- What the task requires -
Rewrite every one of the records below, replacing "put a point on each instance" with "mark every instance" and keeping everything else unchanged. Omit the pictures from your output.

- Provided information -
-*-*-
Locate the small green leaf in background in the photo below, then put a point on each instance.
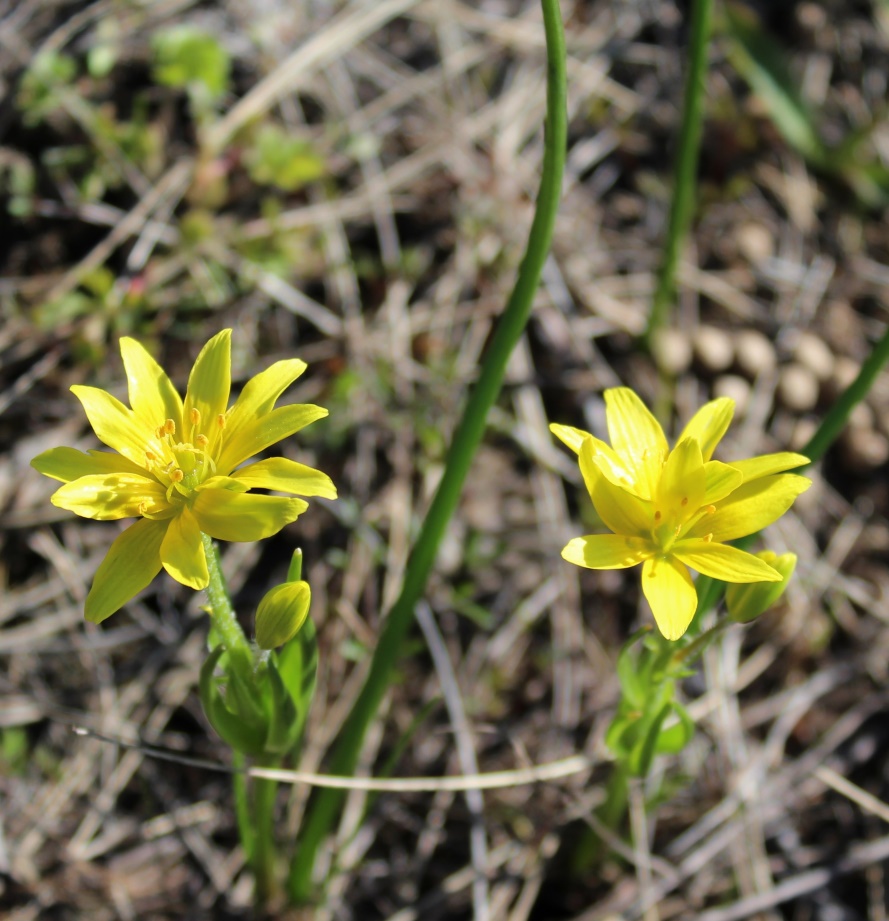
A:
(279, 159)
(187, 58)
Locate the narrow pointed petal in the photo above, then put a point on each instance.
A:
(266, 430)
(232, 516)
(709, 424)
(599, 459)
(682, 483)
(182, 552)
(637, 437)
(153, 397)
(115, 425)
(260, 393)
(604, 551)
(720, 561)
(209, 385)
(109, 496)
(722, 480)
(68, 464)
(769, 464)
(751, 507)
(283, 475)
(671, 593)
(132, 562)
(620, 510)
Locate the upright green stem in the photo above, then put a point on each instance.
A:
(264, 851)
(225, 620)
(466, 438)
(685, 166)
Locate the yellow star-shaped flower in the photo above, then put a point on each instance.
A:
(178, 468)
(671, 510)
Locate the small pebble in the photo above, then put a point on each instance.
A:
(803, 431)
(865, 449)
(734, 387)
(845, 370)
(815, 354)
(797, 388)
(755, 242)
(754, 352)
(713, 348)
(672, 351)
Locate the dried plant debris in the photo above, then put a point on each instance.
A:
(352, 183)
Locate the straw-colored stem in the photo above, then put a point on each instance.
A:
(466, 438)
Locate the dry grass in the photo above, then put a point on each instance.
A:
(399, 263)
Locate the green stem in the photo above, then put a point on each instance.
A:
(832, 424)
(685, 166)
(225, 621)
(264, 853)
(467, 436)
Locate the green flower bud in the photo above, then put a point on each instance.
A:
(281, 613)
(747, 601)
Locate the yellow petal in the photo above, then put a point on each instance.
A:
(285, 475)
(719, 561)
(569, 436)
(182, 551)
(604, 551)
(682, 482)
(620, 510)
(722, 480)
(637, 437)
(669, 590)
(260, 393)
(115, 424)
(109, 496)
(751, 507)
(266, 430)
(709, 424)
(208, 388)
(769, 464)
(153, 397)
(225, 515)
(132, 562)
(599, 459)
(68, 464)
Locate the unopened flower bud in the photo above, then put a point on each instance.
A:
(281, 613)
(747, 601)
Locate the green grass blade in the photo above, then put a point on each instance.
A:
(326, 803)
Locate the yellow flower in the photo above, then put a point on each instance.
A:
(178, 468)
(670, 510)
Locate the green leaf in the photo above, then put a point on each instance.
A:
(763, 64)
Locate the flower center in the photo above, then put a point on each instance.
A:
(181, 465)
-*-*-
- Finished exercise -
Locate the small green leaf in background in the photo below, then mark every instance.
A:
(279, 159)
(187, 58)
Locate the narrow pointed petal in the photo above, then mark every instance.
A:
(266, 430)
(232, 516)
(709, 424)
(599, 459)
(682, 483)
(182, 552)
(637, 437)
(153, 397)
(115, 425)
(260, 393)
(604, 551)
(720, 561)
(209, 385)
(109, 496)
(722, 480)
(68, 464)
(769, 464)
(751, 507)
(283, 475)
(671, 593)
(132, 562)
(620, 510)
Locate the upright green stem in the photo above, then mark every instance.
A:
(264, 851)
(225, 620)
(466, 438)
(685, 166)
Locate the yellow star-shaped flower in the photo above, then mark every instance.
A:
(178, 468)
(671, 510)
Locate the small pebble in the photo above, then mark every instance.
A:
(803, 431)
(865, 449)
(734, 387)
(845, 370)
(815, 354)
(797, 388)
(755, 242)
(754, 352)
(713, 348)
(672, 351)
Locate the dried plant debris in the photo above, then mark every instance.
A:
(352, 183)
Locate the straw-colored stem in the photo above, then mark every instance.
A:
(466, 438)
Locate the dry grass in the photo above, then mark every instance.
A:
(399, 263)
Locate the green stem in the photo above, then mark every instance.
A:
(832, 424)
(685, 166)
(225, 621)
(264, 853)
(467, 436)
Locate the green flower bud in the photo above, then mark every instance.
A:
(281, 613)
(747, 601)
Locate the yellow petal in the photo above, then mark every instance.
A:
(285, 475)
(719, 561)
(569, 436)
(182, 551)
(604, 551)
(682, 482)
(620, 510)
(722, 480)
(637, 437)
(669, 590)
(260, 393)
(115, 424)
(109, 496)
(751, 507)
(266, 430)
(709, 424)
(208, 388)
(769, 464)
(153, 397)
(225, 515)
(132, 562)
(599, 459)
(68, 464)
Locate the unopened flower bud in the photo above, then mark every instance.
A:
(281, 613)
(747, 601)
Locate the green grass blade in the photo above, then mark every instance.
A:
(326, 803)
Locate the yellow flower in the photo above, then mark every instance.
A:
(178, 468)
(670, 510)
Locate the green leaf in the photo above, then mark every instance.
A:
(763, 64)
Locate the flower center in the photo above, then mark every instance.
A:
(181, 465)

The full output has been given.